Texto de lectura:
========================
La reunión del Consejo de Seguridad Energética de la OTAN con participación de la IEA y la Comisión Europea confirma que la seguridad energética dejó de ser un tema técnico para convertirse en asunto de defensa y estrategia estatal. El análisis explora cómo estas discusiones impactan a México, dependiente del gas de Estados Unidos, con infraestructura vulnerable y un Golfo de México estratégico
Cuando los ministros de defensa, los jefes de inteligencia y los reguladores energéticos se sientan en la misma mesa, algo profundo cambió en la forma de entender el riesgo. La reunión del Consejo de Seguridad Energética de la OTAN con participación de la Agencia Internacional de Energía y de la Comisión Europea es precisamente eso: la confirmación de que la seguridad energética dejó de ser un tema técnico de planificadores y se convirtió en un asunto central de defensa colectiva y estrategia estatal.
Ya no se discute solo cuánto gas hay en almacenamiento o cuánta capacidad de interconexión existe entre países. El foco está en vulnerabilidades simultáneas: gasoductos expuestos a sabotaje, cables submarinos que cargan electricidad y datos, sistemas de control industrial susceptibles de ciberataques y flujos críticos de petróleo, gas y electricidad que, si se interrumpen, pueden paralizar economías enteras. En ese contexto, hablar de energía es hablar de disuasión, resiliencia y capacidad de respuesta ante amenazas híbridas.
========================
Filas de datos:
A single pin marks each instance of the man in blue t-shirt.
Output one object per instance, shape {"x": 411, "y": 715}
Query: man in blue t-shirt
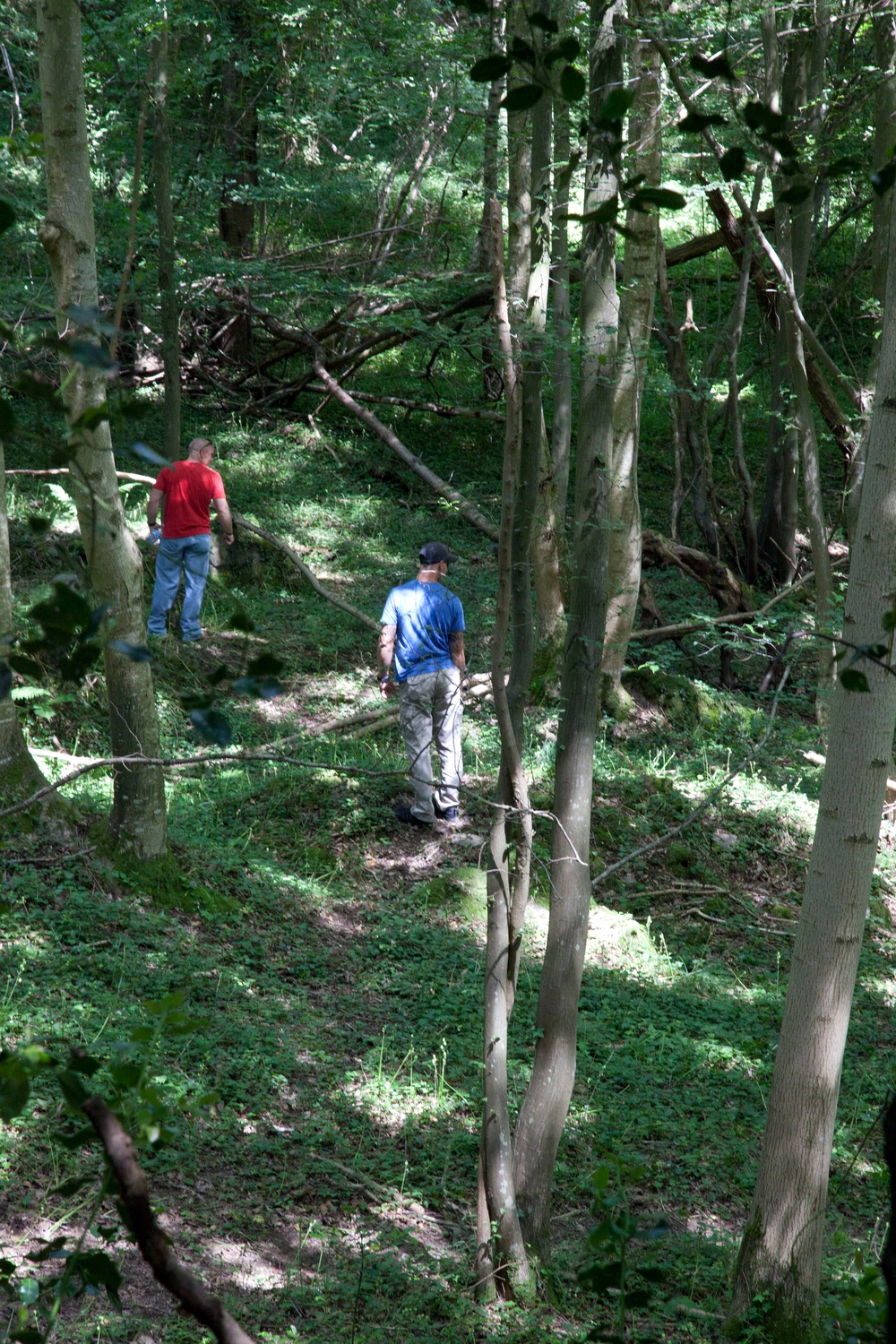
{"x": 424, "y": 631}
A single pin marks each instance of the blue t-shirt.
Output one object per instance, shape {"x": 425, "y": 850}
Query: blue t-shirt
{"x": 425, "y": 615}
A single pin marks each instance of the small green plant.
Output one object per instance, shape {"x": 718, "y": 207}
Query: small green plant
{"x": 145, "y": 1109}
{"x": 856, "y": 1312}
{"x": 619, "y": 1279}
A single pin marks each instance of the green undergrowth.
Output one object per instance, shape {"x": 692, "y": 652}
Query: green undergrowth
{"x": 336, "y": 959}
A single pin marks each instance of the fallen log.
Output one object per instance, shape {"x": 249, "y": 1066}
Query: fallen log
{"x": 285, "y": 548}
{"x": 469, "y": 511}
{"x": 153, "y": 1244}
{"x": 447, "y": 411}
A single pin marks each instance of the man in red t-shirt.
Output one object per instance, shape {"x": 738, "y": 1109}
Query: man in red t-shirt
{"x": 187, "y": 488}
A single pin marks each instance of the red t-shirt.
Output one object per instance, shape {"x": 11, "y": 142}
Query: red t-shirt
{"x": 188, "y": 488}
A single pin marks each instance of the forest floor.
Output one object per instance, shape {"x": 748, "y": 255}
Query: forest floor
{"x": 336, "y": 957}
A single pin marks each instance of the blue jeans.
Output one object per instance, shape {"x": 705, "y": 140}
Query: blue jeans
{"x": 191, "y": 554}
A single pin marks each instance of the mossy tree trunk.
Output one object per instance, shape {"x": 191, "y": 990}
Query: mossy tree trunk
{"x": 782, "y": 1247}
{"x": 116, "y": 569}
{"x": 19, "y": 773}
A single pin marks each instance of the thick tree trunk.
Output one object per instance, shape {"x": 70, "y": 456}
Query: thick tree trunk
{"x": 782, "y": 1246}
{"x": 547, "y": 1097}
{"x": 635, "y": 320}
{"x": 166, "y": 222}
{"x": 19, "y": 773}
{"x": 67, "y": 236}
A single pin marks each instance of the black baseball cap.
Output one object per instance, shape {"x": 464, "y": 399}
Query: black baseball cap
{"x": 433, "y": 553}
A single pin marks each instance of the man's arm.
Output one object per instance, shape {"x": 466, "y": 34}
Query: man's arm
{"x": 225, "y": 519}
{"x": 455, "y": 650}
{"x": 152, "y": 507}
{"x": 386, "y": 650}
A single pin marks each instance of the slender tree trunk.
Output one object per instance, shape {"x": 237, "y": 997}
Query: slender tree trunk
{"x": 782, "y": 1245}
{"x": 547, "y": 1097}
{"x": 778, "y": 521}
{"x": 481, "y": 257}
{"x": 67, "y": 236}
{"x": 635, "y": 320}
{"x": 501, "y": 1258}
{"x": 19, "y": 771}
{"x": 884, "y": 27}
{"x": 562, "y": 378}
{"x": 166, "y": 222}
{"x": 794, "y": 238}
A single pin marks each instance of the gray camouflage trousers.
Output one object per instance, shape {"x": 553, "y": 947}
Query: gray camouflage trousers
{"x": 432, "y": 707}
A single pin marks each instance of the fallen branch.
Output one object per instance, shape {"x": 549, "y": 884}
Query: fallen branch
{"x": 179, "y": 762}
{"x": 702, "y": 806}
{"x": 285, "y": 548}
{"x": 469, "y": 511}
{"x": 447, "y": 411}
{"x": 155, "y": 1245}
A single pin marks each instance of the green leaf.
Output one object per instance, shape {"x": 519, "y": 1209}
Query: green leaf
{"x": 713, "y": 67}
{"x": 605, "y": 214}
{"x": 573, "y": 83}
{"x": 13, "y": 1089}
{"x": 211, "y": 726}
{"x": 697, "y": 121}
{"x": 24, "y": 667}
{"x": 490, "y": 67}
{"x": 7, "y": 418}
{"x": 136, "y": 652}
{"x": 796, "y": 195}
{"x": 840, "y": 167}
{"x": 150, "y": 454}
{"x": 126, "y": 1075}
{"x": 761, "y": 117}
{"x": 614, "y": 108}
{"x": 522, "y": 97}
{"x": 734, "y": 163}
{"x": 29, "y": 1290}
{"x": 853, "y": 680}
{"x": 884, "y": 179}
{"x": 659, "y": 196}
{"x": 73, "y": 1089}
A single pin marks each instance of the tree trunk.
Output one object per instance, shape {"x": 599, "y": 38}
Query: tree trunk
{"x": 562, "y": 376}
{"x": 166, "y": 222}
{"x": 19, "y": 771}
{"x": 547, "y": 1097}
{"x": 793, "y": 225}
{"x": 635, "y": 320}
{"x": 501, "y": 1258}
{"x": 67, "y": 236}
{"x": 782, "y": 1245}
{"x": 884, "y": 29}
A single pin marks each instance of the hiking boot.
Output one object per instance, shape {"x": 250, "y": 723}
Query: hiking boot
{"x": 405, "y": 814}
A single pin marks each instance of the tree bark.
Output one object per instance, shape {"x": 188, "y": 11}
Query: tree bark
{"x": 116, "y": 569}
{"x": 166, "y": 223}
{"x": 782, "y": 1245}
{"x": 547, "y": 1097}
{"x": 19, "y": 771}
{"x": 635, "y": 320}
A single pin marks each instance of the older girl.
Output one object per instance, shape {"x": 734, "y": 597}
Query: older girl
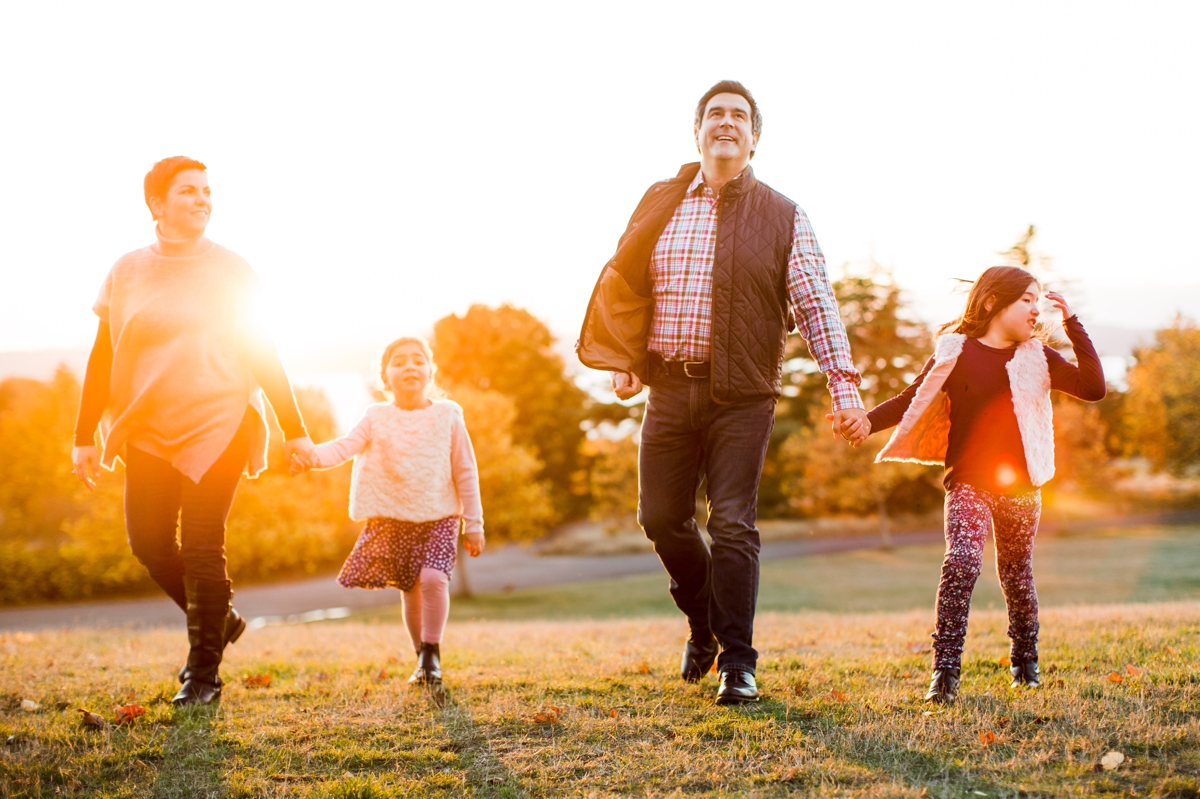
{"x": 982, "y": 408}
{"x": 414, "y": 478}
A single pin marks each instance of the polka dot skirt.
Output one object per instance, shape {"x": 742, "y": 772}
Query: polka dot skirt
{"x": 391, "y": 553}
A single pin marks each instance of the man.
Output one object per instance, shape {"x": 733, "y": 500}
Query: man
{"x": 712, "y": 274}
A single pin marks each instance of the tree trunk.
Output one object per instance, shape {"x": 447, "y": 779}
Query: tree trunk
{"x": 881, "y": 500}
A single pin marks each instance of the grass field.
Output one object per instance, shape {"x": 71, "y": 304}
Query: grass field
{"x": 1149, "y": 564}
{"x": 594, "y": 708}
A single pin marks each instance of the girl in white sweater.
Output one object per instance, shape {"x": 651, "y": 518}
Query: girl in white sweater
{"x": 414, "y": 479}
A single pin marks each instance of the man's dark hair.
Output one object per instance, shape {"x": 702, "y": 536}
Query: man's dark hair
{"x": 731, "y": 88}
{"x": 159, "y": 179}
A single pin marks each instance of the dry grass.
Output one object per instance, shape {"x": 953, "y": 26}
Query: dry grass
{"x": 595, "y": 708}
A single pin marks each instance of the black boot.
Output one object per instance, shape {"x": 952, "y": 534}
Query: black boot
{"x": 235, "y": 624}
{"x": 1026, "y": 674}
{"x": 208, "y": 607}
{"x": 945, "y": 685}
{"x": 429, "y": 666}
{"x": 697, "y": 656}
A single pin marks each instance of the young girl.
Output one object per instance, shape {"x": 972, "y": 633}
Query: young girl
{"x": 982, "y": 407}
{"x": 414, "y": 476}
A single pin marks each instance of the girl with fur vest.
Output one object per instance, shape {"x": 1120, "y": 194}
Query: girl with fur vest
{"x": 982, "y": 408}
{"x": 414, "y": 479}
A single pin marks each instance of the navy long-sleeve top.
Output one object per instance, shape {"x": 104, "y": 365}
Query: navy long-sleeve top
{"x": 984, "y": 448}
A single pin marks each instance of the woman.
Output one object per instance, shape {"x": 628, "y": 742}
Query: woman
{"x": 174, "y": 383}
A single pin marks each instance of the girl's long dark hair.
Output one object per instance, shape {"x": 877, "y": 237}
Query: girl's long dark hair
{"x": 1002, "y": 284}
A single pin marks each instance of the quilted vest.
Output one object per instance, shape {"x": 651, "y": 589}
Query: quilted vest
{"x": 751, "y": 316}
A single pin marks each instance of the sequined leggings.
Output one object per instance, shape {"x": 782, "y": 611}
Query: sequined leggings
{"x": 970, "y": 512}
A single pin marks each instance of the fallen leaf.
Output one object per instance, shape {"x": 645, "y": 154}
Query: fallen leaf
{"x": 93, "y": 720}
{"x": 126, "y": 714}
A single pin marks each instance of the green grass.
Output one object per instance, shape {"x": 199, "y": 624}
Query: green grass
{"x": 1132, "y": 565}
{"x": 594, "y": 707}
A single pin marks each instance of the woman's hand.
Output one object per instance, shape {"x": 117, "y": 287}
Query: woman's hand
{"x": 1060, "y": 302}
{"x": 851, "y": 424}
{"x": 473, "y": 542}
{"x": 298, "y": 454}
{"x": 85, "y": 464}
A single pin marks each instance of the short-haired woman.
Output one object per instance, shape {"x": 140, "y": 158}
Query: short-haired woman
{"x": 175, "y": 384}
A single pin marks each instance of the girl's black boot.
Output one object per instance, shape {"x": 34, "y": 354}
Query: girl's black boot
{"x": 945, "y": 685}
{"x": 429, "y": 665}
{"x": 1026, "y": 674}
{"x": 208, "y": 605}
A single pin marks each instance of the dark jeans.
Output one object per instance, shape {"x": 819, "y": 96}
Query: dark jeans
{"x": 160, "y": 502}
{"x": 684, "y": 436}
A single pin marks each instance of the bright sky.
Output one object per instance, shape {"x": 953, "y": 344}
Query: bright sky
{"x": 383, "y": 164}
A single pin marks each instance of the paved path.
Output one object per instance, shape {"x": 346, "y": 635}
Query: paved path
{"x": 322, "y": 598}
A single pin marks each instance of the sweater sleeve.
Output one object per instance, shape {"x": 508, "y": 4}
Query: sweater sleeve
{"x": 466, "y": 476}
{"x": 96, "y": 384}
{"x": 1085, "y": 380}
{"x": 340, "y": 450}
{"x": 888, "y": 414}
========================
Instrucciones de trabajo:
1. Reproduzca del texto sobre seguridad energética el fragmento que comienza con "Ya no se discute" y continúa hasta "ante amenazas híbridas.".
2. Según el texto sobre seguridad energética, ¿qué dos organismos participaron en la reunión del Consejo de Seguridad Energética de la OTAN?
3. Retome el texto sobre seguridad energética y prosiga su redacción a partir de la última oración.

Respuestas esperadas:
1.
Ya no se discute solo cuánto gas hay en almacenamiento o cuánta capacidad de interconexión existe entre países. El foco está en vulnerabilidades simultáneas: gasoductos expuestos a sabotaje, cables submarinos que cargan electricidad y datos, sistemas de control industrial susceptibles de ciberataques y flujos críticos de petróleo, gas y electricidad que, si se interrumpen, pueden paralizar economías enteras. En ese contexto, hablar de energía es hablar de disuasión, resiliencia y capacidad de respuesta ante amenazas híbridas.

2. La Agencia Internacional de Energía y la Comisión Europea.

3.
Durante años, la expresión seguridad energética se asoció a balances de oferta y demanda, a dependencias de importación y a indicadores de diversificación de fuentes. Hoy, el término se superpone con conceptos típicos de los manuales militares: superficie de ataque, redundancia, cadenas de mando, esquemas de inteligencia compartida. La OTAN no discute precios, discute qué ocurre si un gasoducto clave sufre un sabotaje coordinado con un ataque cibernético al operador del sistema eléctrico en medio de una ola de frío.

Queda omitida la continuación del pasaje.